--- START ---

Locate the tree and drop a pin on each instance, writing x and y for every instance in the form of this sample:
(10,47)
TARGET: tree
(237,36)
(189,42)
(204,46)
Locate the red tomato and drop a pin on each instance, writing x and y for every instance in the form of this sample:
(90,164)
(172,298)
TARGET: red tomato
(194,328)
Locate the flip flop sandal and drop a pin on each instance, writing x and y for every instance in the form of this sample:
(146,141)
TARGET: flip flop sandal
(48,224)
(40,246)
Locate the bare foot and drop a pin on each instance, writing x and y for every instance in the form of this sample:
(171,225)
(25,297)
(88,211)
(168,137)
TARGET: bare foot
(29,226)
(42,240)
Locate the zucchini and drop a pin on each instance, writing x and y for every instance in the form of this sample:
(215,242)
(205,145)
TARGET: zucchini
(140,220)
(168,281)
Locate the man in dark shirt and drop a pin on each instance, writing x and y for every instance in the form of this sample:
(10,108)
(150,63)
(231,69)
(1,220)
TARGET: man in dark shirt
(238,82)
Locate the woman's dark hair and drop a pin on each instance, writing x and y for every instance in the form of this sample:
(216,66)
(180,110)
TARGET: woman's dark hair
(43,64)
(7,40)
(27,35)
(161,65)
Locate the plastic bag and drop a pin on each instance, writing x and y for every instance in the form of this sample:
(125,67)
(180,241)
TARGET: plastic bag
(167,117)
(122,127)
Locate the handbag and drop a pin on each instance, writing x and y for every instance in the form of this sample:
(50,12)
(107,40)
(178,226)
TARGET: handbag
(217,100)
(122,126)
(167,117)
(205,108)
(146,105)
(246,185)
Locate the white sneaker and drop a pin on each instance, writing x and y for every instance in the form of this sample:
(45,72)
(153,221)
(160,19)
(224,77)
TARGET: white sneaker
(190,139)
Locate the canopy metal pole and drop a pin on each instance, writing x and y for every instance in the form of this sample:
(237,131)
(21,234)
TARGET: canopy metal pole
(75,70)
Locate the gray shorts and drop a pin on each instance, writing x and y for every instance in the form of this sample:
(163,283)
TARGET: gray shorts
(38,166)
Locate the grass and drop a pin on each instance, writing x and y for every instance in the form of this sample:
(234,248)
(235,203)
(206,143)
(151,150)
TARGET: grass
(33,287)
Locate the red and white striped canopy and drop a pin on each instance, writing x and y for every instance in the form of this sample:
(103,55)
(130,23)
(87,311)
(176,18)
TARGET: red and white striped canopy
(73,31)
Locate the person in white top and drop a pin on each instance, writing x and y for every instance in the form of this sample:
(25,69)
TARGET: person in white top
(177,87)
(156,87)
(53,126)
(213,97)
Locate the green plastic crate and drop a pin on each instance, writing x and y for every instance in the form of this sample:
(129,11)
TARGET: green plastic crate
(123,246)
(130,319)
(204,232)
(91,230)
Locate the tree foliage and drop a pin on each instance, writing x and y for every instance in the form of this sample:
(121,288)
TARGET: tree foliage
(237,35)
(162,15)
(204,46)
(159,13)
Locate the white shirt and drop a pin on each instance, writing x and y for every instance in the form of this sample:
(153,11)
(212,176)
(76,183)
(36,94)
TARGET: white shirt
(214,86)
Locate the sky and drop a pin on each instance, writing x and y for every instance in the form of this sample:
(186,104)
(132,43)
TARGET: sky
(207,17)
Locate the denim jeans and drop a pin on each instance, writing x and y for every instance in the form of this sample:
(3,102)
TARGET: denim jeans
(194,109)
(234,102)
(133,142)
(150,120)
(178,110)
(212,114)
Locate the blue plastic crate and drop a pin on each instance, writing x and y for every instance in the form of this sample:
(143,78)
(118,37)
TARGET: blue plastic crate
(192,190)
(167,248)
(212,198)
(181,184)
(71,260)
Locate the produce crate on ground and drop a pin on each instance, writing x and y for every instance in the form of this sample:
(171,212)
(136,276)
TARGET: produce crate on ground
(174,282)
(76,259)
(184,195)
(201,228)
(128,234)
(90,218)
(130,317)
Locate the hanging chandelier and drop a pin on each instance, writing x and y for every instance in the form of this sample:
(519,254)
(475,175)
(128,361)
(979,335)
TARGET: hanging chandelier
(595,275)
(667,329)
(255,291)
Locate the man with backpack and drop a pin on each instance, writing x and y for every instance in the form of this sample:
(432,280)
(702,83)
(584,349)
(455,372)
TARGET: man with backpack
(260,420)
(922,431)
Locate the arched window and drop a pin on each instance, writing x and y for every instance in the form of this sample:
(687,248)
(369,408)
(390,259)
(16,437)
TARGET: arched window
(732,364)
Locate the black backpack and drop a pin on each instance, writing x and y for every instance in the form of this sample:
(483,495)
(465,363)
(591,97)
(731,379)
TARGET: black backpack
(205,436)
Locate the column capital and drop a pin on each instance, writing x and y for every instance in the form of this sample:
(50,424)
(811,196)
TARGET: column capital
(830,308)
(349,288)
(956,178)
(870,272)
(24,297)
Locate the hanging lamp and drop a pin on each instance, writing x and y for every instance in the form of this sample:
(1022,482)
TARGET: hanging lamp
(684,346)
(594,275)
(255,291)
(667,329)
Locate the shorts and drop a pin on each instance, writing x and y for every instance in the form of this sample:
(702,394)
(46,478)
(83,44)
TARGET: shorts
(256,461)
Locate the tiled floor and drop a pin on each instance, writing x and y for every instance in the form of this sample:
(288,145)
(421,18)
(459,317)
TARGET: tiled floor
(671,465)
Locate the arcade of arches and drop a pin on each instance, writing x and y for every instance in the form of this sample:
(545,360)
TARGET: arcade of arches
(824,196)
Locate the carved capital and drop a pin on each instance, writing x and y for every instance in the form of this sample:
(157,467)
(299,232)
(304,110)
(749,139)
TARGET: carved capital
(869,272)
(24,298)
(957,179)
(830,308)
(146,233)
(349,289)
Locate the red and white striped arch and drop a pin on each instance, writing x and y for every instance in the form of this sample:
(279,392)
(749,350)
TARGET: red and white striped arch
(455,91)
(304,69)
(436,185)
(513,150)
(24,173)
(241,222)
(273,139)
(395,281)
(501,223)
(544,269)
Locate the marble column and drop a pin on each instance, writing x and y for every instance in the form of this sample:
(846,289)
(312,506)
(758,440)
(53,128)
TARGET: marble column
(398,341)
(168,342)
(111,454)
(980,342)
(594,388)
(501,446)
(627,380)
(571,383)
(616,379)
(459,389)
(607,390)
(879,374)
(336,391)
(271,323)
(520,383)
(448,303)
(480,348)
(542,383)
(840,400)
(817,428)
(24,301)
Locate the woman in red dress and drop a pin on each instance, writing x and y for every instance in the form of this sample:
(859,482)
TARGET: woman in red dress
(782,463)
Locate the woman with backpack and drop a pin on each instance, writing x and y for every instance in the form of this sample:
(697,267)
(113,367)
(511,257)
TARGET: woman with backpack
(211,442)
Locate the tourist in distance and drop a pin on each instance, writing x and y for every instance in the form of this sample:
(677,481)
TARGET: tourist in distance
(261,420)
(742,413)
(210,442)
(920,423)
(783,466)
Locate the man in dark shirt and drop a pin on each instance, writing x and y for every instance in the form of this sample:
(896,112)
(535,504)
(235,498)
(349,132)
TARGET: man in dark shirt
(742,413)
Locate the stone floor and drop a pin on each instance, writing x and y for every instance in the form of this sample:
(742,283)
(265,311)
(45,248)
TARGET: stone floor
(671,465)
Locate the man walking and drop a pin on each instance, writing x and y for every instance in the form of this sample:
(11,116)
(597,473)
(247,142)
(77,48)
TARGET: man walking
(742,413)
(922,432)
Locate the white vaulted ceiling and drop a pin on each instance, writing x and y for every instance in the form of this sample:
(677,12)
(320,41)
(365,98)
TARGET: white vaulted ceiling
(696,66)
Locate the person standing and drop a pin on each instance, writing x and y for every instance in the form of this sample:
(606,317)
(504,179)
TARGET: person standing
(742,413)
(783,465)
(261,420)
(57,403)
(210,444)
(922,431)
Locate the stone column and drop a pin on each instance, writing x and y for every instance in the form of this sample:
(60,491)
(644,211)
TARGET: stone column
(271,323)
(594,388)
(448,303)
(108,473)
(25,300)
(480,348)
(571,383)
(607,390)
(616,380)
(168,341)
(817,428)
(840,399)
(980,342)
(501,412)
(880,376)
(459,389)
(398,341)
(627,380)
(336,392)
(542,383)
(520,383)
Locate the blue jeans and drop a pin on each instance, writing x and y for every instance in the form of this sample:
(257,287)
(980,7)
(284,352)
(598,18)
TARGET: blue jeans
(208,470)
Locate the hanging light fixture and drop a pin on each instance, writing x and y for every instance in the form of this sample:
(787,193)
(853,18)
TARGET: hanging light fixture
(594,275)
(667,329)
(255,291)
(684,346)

--- END ---

_PROBLEM DESCRIPTION:_ Verbatim reproduction is required for the line holding "Locate the hanging light" and for every line after it in the records, with no other line included.

_ANSWER SECTION:_
Locate the hanging light fixture and drop a pin on each instance, writing x and y for every instance in the form of this sample:
(787,193)
(853,18)
TARGET: hanging light fixture
(594,275)
(667,329)
(255,291)
(684,346)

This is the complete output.